Start of Dataset

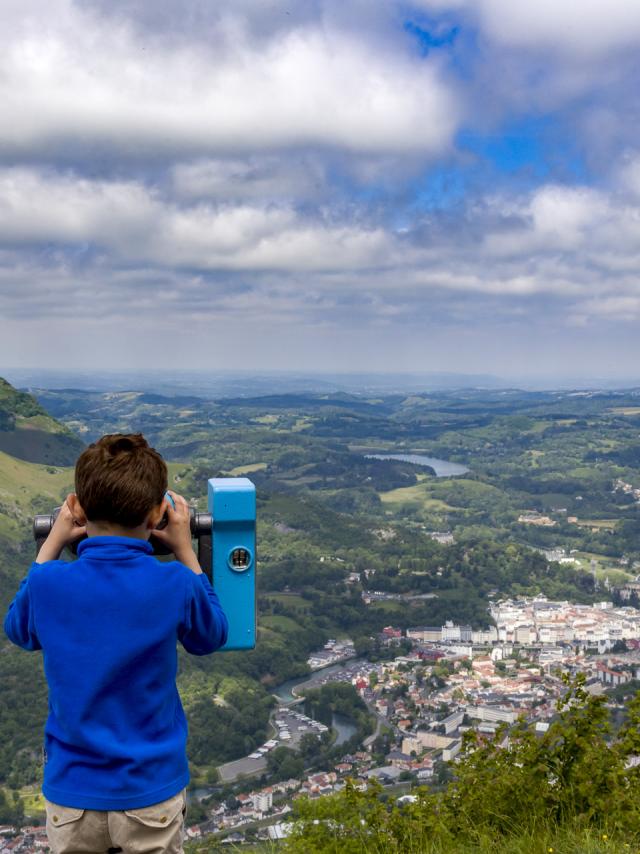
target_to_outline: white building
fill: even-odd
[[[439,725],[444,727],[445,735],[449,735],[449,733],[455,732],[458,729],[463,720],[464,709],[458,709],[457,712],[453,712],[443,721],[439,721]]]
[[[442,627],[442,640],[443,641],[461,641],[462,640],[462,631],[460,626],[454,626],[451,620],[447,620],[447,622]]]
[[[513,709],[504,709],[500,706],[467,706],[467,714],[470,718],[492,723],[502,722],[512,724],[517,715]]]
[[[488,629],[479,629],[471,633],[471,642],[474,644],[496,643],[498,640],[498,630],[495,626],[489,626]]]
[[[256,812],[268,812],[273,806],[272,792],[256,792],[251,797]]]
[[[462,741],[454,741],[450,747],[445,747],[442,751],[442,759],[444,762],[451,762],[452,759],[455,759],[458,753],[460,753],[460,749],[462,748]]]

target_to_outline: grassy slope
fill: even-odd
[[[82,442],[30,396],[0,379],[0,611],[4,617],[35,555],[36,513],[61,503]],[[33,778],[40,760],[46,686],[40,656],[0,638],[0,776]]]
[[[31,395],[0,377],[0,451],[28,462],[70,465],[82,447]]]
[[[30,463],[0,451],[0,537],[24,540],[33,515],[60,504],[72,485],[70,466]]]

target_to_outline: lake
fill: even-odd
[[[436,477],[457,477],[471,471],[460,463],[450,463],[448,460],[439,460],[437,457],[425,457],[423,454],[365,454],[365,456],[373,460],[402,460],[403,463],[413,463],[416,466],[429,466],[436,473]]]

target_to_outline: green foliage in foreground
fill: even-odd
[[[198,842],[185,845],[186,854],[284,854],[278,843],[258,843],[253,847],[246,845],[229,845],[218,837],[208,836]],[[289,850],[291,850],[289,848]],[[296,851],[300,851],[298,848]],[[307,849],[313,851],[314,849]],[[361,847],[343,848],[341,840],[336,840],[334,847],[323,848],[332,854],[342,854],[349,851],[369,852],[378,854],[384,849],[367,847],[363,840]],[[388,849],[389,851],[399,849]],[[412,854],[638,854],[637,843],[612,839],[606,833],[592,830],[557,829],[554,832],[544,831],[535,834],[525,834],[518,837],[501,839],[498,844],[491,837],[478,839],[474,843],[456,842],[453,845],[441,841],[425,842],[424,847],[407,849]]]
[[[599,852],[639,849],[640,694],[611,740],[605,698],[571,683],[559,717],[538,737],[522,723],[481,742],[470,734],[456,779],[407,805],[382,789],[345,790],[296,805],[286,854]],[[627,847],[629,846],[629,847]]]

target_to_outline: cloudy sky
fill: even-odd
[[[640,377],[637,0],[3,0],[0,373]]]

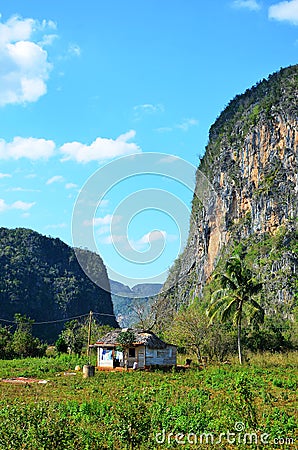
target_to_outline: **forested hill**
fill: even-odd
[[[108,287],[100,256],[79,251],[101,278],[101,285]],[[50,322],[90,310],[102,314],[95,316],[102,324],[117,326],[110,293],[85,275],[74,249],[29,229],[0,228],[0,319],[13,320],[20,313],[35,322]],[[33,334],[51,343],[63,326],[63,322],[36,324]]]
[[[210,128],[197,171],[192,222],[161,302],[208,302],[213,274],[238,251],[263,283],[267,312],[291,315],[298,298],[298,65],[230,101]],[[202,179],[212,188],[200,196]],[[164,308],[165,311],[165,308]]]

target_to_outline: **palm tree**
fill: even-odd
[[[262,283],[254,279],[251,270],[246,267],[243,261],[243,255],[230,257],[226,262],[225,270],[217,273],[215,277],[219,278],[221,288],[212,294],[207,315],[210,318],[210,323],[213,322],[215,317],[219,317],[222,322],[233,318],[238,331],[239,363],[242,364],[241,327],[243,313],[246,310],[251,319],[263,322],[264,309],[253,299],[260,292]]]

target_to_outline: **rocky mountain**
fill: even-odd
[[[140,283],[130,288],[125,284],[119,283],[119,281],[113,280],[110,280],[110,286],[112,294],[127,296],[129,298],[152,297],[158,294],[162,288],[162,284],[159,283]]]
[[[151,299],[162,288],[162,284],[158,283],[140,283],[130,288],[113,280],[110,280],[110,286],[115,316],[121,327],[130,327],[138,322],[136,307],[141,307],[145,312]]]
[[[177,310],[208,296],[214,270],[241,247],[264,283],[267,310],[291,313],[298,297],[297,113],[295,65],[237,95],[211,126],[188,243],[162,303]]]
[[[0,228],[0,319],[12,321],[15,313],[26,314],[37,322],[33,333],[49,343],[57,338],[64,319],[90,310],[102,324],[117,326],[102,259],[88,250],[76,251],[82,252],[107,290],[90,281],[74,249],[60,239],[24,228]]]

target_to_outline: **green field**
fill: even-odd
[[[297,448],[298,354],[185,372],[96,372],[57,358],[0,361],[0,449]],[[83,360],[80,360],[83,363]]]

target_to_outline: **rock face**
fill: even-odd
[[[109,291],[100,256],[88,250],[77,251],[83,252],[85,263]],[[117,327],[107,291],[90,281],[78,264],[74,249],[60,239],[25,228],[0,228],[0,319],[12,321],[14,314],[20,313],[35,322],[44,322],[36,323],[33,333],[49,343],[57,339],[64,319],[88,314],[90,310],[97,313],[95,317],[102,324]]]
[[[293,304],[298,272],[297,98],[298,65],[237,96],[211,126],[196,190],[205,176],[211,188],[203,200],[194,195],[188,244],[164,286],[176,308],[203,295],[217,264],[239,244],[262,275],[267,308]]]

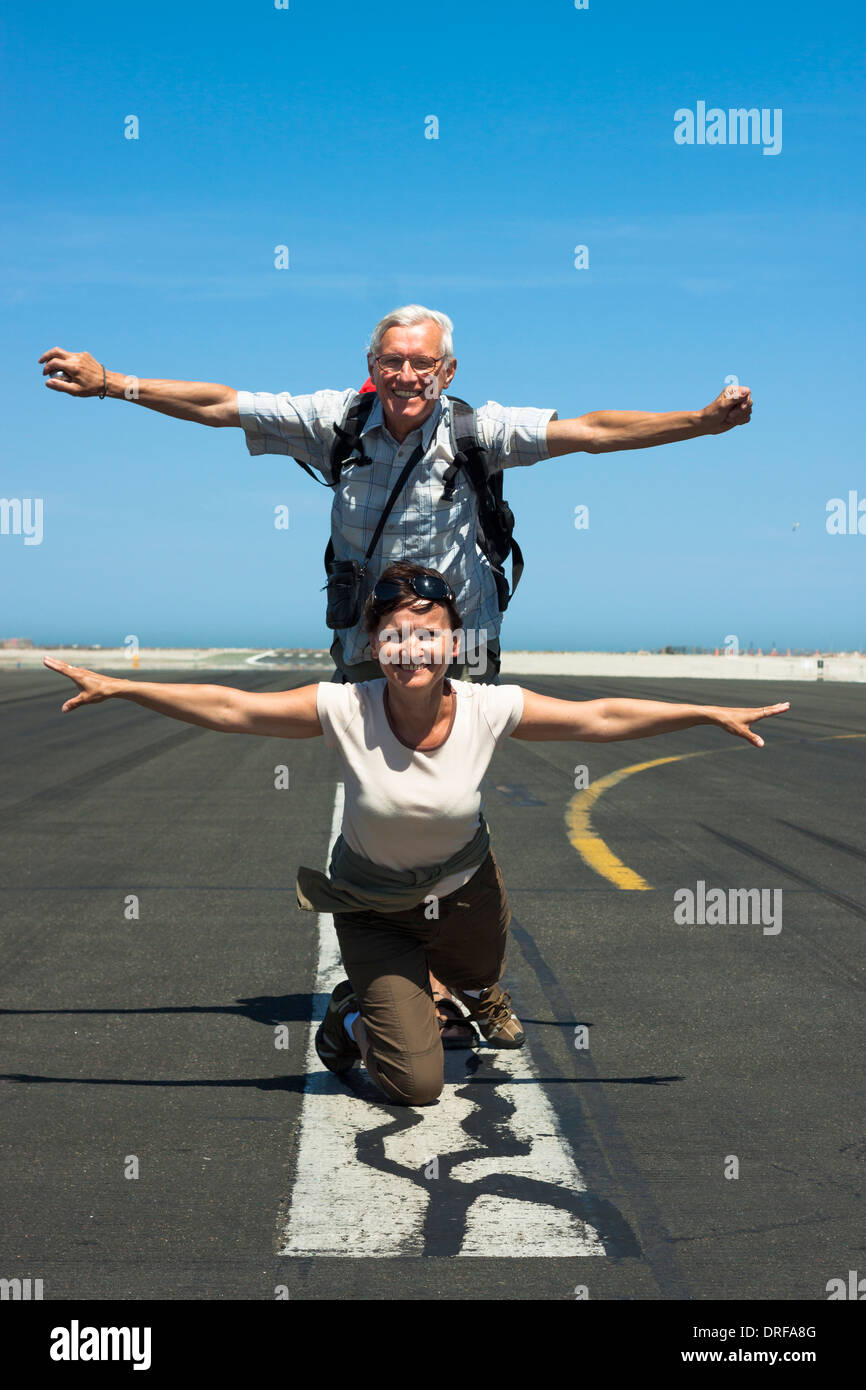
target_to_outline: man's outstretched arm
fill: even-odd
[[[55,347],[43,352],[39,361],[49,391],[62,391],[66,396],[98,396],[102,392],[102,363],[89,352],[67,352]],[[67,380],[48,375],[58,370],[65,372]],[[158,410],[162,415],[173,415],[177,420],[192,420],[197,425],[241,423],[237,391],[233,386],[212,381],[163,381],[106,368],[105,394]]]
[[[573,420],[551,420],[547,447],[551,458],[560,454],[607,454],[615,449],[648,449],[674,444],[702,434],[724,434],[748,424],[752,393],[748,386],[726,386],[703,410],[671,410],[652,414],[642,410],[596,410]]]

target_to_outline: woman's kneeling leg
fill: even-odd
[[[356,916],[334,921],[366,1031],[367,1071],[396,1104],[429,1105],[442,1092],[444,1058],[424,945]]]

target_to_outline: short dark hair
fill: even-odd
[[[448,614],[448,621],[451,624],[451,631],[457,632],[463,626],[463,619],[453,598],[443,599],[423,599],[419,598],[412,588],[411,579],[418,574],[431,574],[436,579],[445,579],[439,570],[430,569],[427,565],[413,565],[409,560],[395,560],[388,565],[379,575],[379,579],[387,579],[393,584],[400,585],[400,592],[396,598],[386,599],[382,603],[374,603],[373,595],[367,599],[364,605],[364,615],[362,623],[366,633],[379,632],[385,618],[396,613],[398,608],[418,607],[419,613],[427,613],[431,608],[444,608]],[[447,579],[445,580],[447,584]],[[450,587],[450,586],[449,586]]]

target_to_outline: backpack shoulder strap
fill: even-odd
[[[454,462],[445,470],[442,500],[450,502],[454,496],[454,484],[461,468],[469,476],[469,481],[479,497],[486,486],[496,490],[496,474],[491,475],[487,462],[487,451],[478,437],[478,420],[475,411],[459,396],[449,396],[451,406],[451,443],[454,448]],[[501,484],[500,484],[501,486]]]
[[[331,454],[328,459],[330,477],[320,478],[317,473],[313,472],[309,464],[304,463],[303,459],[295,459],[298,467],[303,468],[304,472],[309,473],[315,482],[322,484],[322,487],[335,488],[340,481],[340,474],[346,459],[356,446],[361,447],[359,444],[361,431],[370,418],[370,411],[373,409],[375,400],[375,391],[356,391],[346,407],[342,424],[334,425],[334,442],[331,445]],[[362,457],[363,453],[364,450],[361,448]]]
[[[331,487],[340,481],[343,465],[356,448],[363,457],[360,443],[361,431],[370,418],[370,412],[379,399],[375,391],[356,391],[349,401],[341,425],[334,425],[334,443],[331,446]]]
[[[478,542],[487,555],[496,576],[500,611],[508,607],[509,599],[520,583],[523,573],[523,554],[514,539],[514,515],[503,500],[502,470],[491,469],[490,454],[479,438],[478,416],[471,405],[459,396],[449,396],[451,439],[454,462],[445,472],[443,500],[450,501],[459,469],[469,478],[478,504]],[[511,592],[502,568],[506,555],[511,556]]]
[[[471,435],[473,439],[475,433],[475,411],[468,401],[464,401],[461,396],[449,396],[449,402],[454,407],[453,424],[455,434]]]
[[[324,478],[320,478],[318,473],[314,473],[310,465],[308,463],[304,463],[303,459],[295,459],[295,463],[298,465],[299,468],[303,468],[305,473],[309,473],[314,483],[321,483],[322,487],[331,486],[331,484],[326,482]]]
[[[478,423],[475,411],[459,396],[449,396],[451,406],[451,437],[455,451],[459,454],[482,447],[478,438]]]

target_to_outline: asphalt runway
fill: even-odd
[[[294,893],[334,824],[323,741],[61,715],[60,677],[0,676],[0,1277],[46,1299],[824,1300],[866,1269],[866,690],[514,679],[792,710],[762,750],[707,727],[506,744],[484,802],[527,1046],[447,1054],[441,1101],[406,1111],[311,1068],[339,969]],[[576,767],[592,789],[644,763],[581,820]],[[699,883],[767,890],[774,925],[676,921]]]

End of Dataset

• **Task**: Return word for word the lines above from the line with "target_to_outline: **palm tree**" to the line with "target_to_outline: **rocky mountain**", including both and leaving out all others.

• **Answer to the problem**:
target_to_outline: **palm tree**
fill: even-odd
[[[262,283],[254,279],[251,270],[246,267],[243,261],[243,255],[230,257],[226,262],[225,270],[217,273],[215,277],[219,278],[221,288],[212,294],[207,315],[210,318],[210,323],[213,322],[215,317],[219,317],[222,322],[233,318],[238,331],[239,363],[242,364],[241,327],[243,313],[246,310],[251,319],[263,322],[264,309],[253,299],[260,292]]]

target_to_outline: **rocky mountain**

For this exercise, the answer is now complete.